--- Supplied material ---
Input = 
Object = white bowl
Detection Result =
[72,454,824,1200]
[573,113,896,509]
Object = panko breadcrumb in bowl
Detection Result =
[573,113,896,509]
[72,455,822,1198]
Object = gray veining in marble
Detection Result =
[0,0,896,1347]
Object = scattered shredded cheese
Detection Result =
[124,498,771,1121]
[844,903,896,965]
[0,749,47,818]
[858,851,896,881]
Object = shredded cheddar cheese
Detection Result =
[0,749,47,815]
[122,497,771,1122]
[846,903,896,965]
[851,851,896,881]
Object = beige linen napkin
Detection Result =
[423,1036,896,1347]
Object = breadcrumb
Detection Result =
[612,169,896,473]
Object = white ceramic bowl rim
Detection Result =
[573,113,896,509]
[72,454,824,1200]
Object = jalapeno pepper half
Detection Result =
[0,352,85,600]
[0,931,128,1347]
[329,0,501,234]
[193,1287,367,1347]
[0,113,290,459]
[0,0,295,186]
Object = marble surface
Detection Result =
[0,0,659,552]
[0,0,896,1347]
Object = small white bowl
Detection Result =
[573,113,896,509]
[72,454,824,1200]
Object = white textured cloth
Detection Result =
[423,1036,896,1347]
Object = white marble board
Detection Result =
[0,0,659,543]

--

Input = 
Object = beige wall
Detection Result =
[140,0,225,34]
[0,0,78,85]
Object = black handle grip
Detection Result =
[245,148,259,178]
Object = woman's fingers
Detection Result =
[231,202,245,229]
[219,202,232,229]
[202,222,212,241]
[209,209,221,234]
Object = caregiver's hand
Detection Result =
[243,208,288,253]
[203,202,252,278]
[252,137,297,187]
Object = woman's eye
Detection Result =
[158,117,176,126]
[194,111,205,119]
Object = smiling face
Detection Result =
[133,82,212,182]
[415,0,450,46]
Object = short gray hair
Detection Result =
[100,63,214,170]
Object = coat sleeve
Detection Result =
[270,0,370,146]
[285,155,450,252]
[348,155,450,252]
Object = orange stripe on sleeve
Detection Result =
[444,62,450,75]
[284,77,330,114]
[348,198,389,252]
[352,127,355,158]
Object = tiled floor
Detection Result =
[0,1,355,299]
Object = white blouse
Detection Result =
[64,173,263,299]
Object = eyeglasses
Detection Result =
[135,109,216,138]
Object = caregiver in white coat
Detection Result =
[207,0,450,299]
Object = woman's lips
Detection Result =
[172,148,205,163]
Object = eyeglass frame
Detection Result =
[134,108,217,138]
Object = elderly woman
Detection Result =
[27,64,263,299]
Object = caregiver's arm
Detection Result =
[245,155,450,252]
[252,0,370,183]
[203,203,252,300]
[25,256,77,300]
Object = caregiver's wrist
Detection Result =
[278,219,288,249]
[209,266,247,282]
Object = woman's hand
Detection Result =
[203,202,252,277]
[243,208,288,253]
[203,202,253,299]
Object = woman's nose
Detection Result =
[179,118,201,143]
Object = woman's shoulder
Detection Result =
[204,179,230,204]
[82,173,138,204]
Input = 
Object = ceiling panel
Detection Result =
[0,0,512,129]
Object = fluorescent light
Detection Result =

--- Task to complete ---
Convert the listing above into a numbered list, skipping any blank lines, starting with the line that contains "Object = jalapeno pepper half" and continuing through the line that contains "[0,0,659,543]", with both of those lines included.

--- Solution below ---
1. Object = jalapeno pepper half
2. Detection Result =
3. [0,352,85,600]
4. [0,931,128,1347]
5. [329,0,501,234]
6. [193,1287,367,1347]
7. [0,113,290,459]
8. [0,0,295,186]
9. Object = marble surface
10. Detection Result =
11. [0,0,659,552]
12. [0,0,896,1347]
13. Object = small white bowl
14. Detection Result =
15. [573,113,896,509]
16. [72,454,824,1200]
17. Object = white textured cloth
18. Detection Result =
19. [423,1036,896,1347]
20. Object = white marble board
21. Detection Result =
22. [0,0,659,543]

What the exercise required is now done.